Retype the listing below line for line, with no changes, and leave out the pictures.
════════
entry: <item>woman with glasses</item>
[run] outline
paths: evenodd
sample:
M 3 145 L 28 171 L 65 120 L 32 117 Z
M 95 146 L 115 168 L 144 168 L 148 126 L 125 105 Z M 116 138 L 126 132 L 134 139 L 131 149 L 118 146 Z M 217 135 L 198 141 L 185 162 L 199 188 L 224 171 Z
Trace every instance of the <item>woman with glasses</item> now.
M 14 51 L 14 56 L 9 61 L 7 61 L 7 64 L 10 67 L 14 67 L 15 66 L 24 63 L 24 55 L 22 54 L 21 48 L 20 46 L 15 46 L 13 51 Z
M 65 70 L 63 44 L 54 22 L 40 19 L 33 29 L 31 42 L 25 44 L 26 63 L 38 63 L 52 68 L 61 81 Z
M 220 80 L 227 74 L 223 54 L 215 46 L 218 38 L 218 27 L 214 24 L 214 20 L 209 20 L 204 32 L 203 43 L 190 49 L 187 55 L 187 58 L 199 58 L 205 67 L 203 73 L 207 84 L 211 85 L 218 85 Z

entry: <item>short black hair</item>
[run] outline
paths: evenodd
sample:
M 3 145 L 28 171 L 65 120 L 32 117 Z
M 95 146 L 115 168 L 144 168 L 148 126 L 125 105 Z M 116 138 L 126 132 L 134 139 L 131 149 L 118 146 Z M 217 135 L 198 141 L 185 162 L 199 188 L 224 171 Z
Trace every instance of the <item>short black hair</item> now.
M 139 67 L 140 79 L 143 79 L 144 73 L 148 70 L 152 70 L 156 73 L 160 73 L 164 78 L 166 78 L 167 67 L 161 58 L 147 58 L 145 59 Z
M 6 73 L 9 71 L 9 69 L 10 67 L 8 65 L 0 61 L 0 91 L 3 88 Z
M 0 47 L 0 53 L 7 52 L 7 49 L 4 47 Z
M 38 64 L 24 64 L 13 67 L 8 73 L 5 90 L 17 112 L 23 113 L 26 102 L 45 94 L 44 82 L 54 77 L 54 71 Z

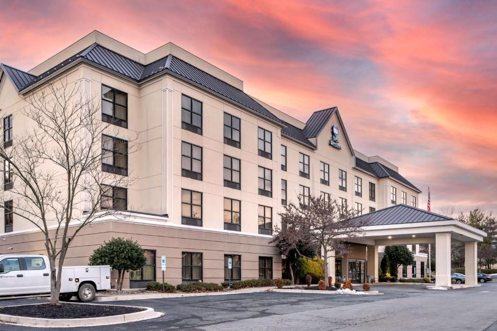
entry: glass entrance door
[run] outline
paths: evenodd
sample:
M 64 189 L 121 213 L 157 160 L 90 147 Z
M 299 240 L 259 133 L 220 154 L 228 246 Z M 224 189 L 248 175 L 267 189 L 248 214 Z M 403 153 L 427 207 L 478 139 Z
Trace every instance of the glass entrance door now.
M 364 283 L 366 280 L 364 272 L 366 260 L 348 260 L 348 278 L 352 283 Z

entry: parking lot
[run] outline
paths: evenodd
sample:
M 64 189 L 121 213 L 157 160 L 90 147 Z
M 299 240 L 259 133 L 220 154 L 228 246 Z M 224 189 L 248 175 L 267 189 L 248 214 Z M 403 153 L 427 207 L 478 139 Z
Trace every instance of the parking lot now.
M 448 291 L 426 290 L 417 284 L 373 287 L 385 294 L 266 292 L 114 302 L 111 304 L 151 307 L 165 315 L 148 321 L 78 330 L 497 330 L 497 282 Z M 0 305 L 33 302 L 40 301 L 4 300 Z M 28 329 L 0 326 L 1 330 Z

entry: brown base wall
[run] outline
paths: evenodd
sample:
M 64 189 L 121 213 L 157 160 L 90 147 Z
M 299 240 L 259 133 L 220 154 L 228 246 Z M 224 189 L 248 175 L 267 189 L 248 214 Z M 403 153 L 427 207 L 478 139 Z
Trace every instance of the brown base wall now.
M 165 281 L 177 285 L 182 282 L 181 254 L 183 252 L 203 254 L 203 281 L 224 281 L 225 254 L 241 256 L 242 279 L 259 276 L 259 257 L 273 259 L 273 278 L 281 277 L 281 256 L 269 239 L 190 230 L 168 226 L 107 221 L 91 224 L 76 237 L 66 256 L 64 265 L 86 265 L 93 250 L 113 237 L 136 240 L 144 249 L 156 251 L 156 280 L 162 281 L 161 257 L 166 257 Z M 41 232 L 13 235 L 0 241 L 0 254 L 46 254 L 44 237 Z M 3 239 L 3 238 L 2 238 Z M 11 248 L 12 249 L 8 249 Z M 117 272 L 113 270 L 112 284 L 115 286 Z M 130 287 L 129 275 L 125 276 L 123 288 Z

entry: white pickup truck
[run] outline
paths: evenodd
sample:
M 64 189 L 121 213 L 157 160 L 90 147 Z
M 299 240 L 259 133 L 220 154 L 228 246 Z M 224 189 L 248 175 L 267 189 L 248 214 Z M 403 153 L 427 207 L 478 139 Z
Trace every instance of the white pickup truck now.
M 0 296 L 50 293 L 48 258 L 39 254 L 0 255 Z M 109 265 L 62 267 L 60 299 L 76 295 L 91 301 L 96 292 L 110 288 Z

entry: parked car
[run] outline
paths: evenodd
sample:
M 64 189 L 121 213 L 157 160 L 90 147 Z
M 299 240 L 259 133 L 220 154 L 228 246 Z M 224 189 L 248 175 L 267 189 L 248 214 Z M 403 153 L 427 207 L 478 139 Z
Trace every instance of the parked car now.
M 45 255 L 0 255 L 0 296 L 49 293 L 50 275 Z M 110 288 L 110 267 L 64 266 L 61 280 L 61 300 L 76 295 L 80 301 L 91 301 L 97 291 Z
M 488 281 L 492 281 L 492 276 L 490 275 L 482 273 L 481 272 L 478 272 L 478 273 L 477 274 L 477 276 L 478 277 L 478 281 L 480 283 L 486 283 Z

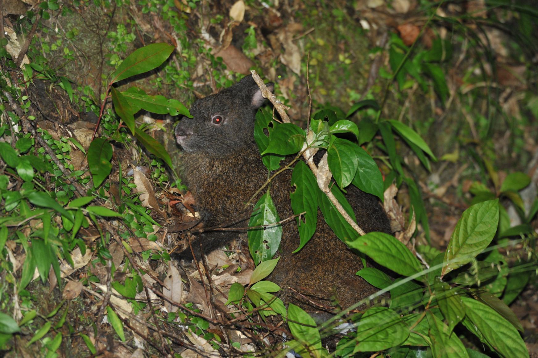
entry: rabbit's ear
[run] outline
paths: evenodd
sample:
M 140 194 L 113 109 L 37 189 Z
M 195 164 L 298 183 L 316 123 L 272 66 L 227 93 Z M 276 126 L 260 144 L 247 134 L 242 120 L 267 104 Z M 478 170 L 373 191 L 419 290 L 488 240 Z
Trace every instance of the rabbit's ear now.
M 265 102 L 265 99 L 261 95 L 261 91 L 258 87 L 258 85 L 254 83 L 254 86 L 256 86 L 256 90 L 252 95 L 251 104 L 254 108 L 259 108 Z M 272 82 L 267 83 L 265 86 L 267 86 L 267 89 L 271 92 L 274 89 L 274 83 Z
════════
Exercise output:
entry: <item>woman with glasses</item>
[run] outline
paths: evenodd
sample:
M 3 145 L 28 171 L 65 120 L 32 117 Z
M 95 146 L 115 168 L 144 168 L 148 126 L 125 105 Z M 116 138 L 126 132 L 134 139 L 131 149 L 118 146 Z M 217 135 L 198 141 L 185 162 L 199 188 L 224 171 Z
Trace every instance of the <item>woman with glasses</item> now.
M 14 51 L 14 56 L 9 61 L 7 61 L 7 64 L 10 67 L 14 67 L 15 66 L 24 63 L 24 55 L 22 54 L 21 48 L 20 46 L 15 46 L 13 51 Z
M 65 70 L 63 44 L 54 22 L 40 19 L 33 29 L 31 42 L 25 44 L 26 63 L 38 63 L 52 68 L 61 81 Z
M 220 80 L 227 74 L 223 54 L 215 46 L 218 38 L 218 27 L 214 24 L 214 20 L 209 20 L 204 32 L 203 43 L 190 49 L 187 55 L 187 58 L 199 58 L 205 67 L 203 73 L 207 84 L 211 85 L 218 85 Z

entry: <item>short black hair</item>
[run] outline
paths: evenodd
sample:
M 3 145 L 28 171 L 65 120 L 32 117 Z
M 95 146 L 115 168 L 144 168 L 148 126 L 125 105 Z M 116 138 L 126 132 L 134 139 L 131 149 L 118 146 Z M 217 135 L 198 141 L 185 162 L 199 188 L 224 171 Z
Trace every instance of the <item>short black hair</item> now.
M 139 67 L 140 79 L 143 79 L 144 73 L 148 70 L 152 70 L 156 73 L 160 73 L 164 78 L 166 78 L 167 67 L 161 58 L 147 58 L 145 59 Z
M 6 73 L 9 71 L 9 69 L 10 67 L 8 65 L 0 61 L 0 91 L 3 88 Z
M 0 47 L 0 53 L 7 52 L 7 49 L 4 47 Z
M 38 64 L 24 64 L 13 67 L 8 73 L 5 90 L 17 112 L 23 113 L 26 102 L 45 94 L 44 82 L 54 77 L 54 71 Z

entry: glass entrance door
[run] outline
paths: evenodd
sample:
M 64 189 L 121 213 L 157 160 L 90 147 Z
M 299 240 L 259 133 L 220 154 L 228 246 Z M 224 189 L 248 175 L 267 189 L 248 214 Z M 403 153 L 427 207 L 478 139 Z
Trace every instance of the glass entrance door now.
M 364 283 L 366 280 L 364 272 L 366 260 L 348 260 L 348 278 L 352 283 Z

entry: parking lot
[run] outline
paths: evenodd
sample:
M 64 189 L 121 213 L 157 160 L 90 147 Z
M 299 240 L 259 133 L 220 154 L 228 246 Z M 224 189 L 248 175 L 267 189 L 248 214 Z M 403 153 L 427 207 L 478 139 Z
Trace every instance of the parking lot now.
M 448 291 L 426 290 L 417 284 L 373 287 L 385 294 L 266 292 L 114 302 L 111 304 L 151 307 L 165 315 L 148 321 L 78 330 L 497 330 L 497 282 Z M 0 305 L 33 302 L 40 301 L 4 300 Z M 28 329 L 0 326 L 1 330 Z

entry: brown base wall
[run] outline
paths: evenodd
sample:
M 64 189 L 121 213 L 157 160 L 90 147 Z
M 299 240 L 259 133 L 220 154 L 228 246 Z M 224 189 L 248 175 L 267 189 L 248 214 Z M 403 153 L 427 207 L 478 139 Z
Trace every instance of the brown base wall now.
M 165 281 L 177 285 L 182 282 L 181 254 L 183 252 L 203 254 L 203 281 L 224 281 L 225 254 L 241 256 L 242 279 L 259 276 L 259 257 L 273 259 L 273 278 L 281 277 L 281 256 L 269 239 L 190 230 L 168 226 L 107 221 L 91 224 L 76 237 L 66 256 L 64 265 L 86 265 L 93 250 L 113 237 L 136 240 L 144 249 L 156 251 L 156 280 L 162 281 L 161 257 L 166 257 Z M 41 232 L 13 235 L 0 241 L 0 254 L 46 254 L 44 237 Z M 3 239 L 3 238 L 2 238 Z M 11 248 L 12 249 L 8 249 Z M 117 272 L 113 270 L 112 284 L 115 286 Z M 130 287 L 129 275 L 125 276 L 123 288 Z

entry: white pickup truck
[run] outline
paths: evenodd
sample:
M 64 189 L 121 213 L 157 160 L 90 147 Z
M 299 240 L 259 133 L 220 154 L 228 246 Z M 224 189 L 248 175 L 267 189 L 248 214 Z M 403 153 L 427 207 L 478 139 Z
Trace every instance of the white pickup truck now.
M 0 296 L 50 293 L 48 258 L 39 254 L 0 255 Z M 109 265 L 62 267 L 60 299 L 76 295 L 91 301 L 96 292 L 110 288 Z

entry: parked car
[run] outline
paths: evenodd
sample:
M 64 189 L 121 213 L 157 160 L 90 147 Z
M 299 240 L 259 133 L 220 154 L 228 246 Z M 224 189 L 248 175 L 267 189 L 248 214 Z M 403 153 L 427 207 L 478 139 Z
Trace every instance of the parked car now.
M 45 255 L 0 255 L 0 296 L 49 293 L 50 275 Z M 110 288 L 110 267 L 64 266 L 61 280 L 61 300 L 76 295 L 80 301 L 91 301 L 97 291 Z
M 488 281 L 492 281 L 492 276 L 490 275 L 482 273 L 481 272 L 478 272 L 478 273 L 477 274 L 477 276 L 478 277 L 478 281 L 480 283 L 486 283 Z

entry: rabbit's ear
[run] outline
paths: evenodd
sample:
M 140 194 L 113 109 L 37 189 Z
M 195 164 L 298 183 L 316 123 L 272 66 L 227 93 Z M 276 126 L 260 144 L 247 134 L 242 120 L 267 104 Z M 478 170 L 373 191 L 419 290 L 488 240 Z
Trace every instance of the rabbit's ear now.
M 265 102 L 265 99 L 261 95 L 261 91 L 258 87 L 258 85 L 254 83 L 254 86 L 256 86 L 256 90 L 252 95 L 251 104 L 254 108 L 259 108 Z M 272 82 L 267 83 L 265 86 L 267 86 L 267 89 L 271 92 L 274 89 L 274 83 Z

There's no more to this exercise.